◆ PROVIDED TEXT
Start

What he describes in his blog (see above) is how I felt the night I walked into the awful Doc Maynard's in Seattle's Pioneer Square with my friend H., who was there to see her friends play in a conglomeration they refer to as "English Disco" (and I'm feeling generous this morning, so I'll give you the reference). We had gone out drinking, she had to cut out to see her friends play, the name alone made me willing to tag along for the hell of it (despite the venue, which is AWFUL, think bridge and tunnel except this case, it's redneck B&T). We walked in just as the band was taking the stage (Rick Friel and Chris Friel, who are practically a Seattle music dynasty at this point). The two of them set up, and launch into a dead-on (and I mean DEAD ON) rendition of Johnny Thunders' "Pipeline" and I am flabbergasted, I am immediately transported somewhere other (well, other than Seattle, anyway), I am overwhelmed with delight and surprise and at the same time, fighting the wave of memories that come flooding into my brain as a result of this musical cue. I turned to H., and yelled, "This is the music of my people!" (She promptly spit out her drink, she was laughing so hard.)
Now Jessica Hopper offers that nostalgia is not heroin, it is cocaine, and I started this entry because I was going to offer my thesis that nostalgia is neither, that it is Valium or even worse, Prozac, because nostalgia can be (and I stress that greatly) that thing that lulls you into a comfort zone. In that zone everything is warm and wonderful and comfortable and you never want to leave it or have it change (and I'm sure someone will now write to argue with me that this is heroin, but my only real experience with that drug is Velvet Underground lyrics and "Chinese Rocks" and some people in my past that are, well, in my past).

End

◆ RECORDED DATA
Start

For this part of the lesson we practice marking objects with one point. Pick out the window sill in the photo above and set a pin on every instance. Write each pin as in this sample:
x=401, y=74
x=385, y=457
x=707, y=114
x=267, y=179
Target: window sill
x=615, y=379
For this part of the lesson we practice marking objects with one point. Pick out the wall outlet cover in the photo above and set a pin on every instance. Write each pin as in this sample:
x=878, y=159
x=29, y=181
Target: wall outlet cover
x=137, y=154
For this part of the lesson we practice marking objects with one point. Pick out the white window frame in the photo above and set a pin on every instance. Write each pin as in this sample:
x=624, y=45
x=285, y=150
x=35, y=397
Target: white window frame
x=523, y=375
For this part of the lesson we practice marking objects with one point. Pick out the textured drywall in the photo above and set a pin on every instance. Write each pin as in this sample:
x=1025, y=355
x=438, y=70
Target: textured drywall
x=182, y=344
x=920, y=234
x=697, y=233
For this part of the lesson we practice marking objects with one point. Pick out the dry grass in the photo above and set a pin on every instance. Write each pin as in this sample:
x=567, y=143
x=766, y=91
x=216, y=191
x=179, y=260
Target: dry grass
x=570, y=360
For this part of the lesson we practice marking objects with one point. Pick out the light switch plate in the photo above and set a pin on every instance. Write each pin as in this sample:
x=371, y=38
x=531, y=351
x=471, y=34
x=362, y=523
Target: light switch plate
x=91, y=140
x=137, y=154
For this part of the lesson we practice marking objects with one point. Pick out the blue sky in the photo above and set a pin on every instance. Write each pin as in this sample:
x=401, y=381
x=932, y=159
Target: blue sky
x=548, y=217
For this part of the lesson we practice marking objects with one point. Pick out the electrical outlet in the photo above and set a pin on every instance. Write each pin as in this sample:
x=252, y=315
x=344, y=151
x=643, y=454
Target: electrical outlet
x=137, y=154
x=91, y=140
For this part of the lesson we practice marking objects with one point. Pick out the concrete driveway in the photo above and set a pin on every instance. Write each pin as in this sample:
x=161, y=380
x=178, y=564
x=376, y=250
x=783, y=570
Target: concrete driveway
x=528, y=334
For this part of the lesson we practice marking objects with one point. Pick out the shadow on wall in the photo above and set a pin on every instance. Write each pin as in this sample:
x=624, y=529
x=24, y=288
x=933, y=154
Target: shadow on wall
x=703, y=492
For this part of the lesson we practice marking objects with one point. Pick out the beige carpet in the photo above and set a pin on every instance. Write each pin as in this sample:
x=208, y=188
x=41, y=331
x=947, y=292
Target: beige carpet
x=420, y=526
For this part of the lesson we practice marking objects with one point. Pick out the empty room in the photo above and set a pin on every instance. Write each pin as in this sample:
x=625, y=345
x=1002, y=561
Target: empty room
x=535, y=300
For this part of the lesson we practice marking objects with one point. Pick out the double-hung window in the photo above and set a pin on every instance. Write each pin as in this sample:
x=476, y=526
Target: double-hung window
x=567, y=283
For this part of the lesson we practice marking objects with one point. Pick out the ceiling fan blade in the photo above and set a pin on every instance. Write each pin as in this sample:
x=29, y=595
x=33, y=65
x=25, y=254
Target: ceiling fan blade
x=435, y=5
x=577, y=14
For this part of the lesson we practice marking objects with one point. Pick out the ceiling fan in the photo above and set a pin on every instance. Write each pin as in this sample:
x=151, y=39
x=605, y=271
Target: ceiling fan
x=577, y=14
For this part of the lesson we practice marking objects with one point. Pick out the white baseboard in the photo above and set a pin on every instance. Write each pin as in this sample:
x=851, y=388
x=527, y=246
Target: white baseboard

End

◆ TASKS
(a) Quote the blog excerpt from "Now Jessica Hopper" to "in my past).".
(b) In the blog excerpt, which Johnny Thunders song do the two musicians play as they launch into their set?
The records are separate from the blog excerpt.

◆ ANSWERS GIVEN
(a)
Now Jessica Hopper offers that nostalgia is not heroin, it is cocaine, and I started this entry because I was going to offer my thesis that nostalgia is neither, that it is Valium or even worse, Prozac, because nostalgia can be (and I stress that greatly) that thing that lulls you into a comfort zone. In that zone everything is warm and wonderful and comfortable and you never want to leave it or have it change (and I'm sure someone will now write to argue with me that this is heroin, but my only real experience with that drug is Velvet Underground lyrics and "Chinese Rocks" and some people in my past that are, well, in my past).

(b) "Pipeline."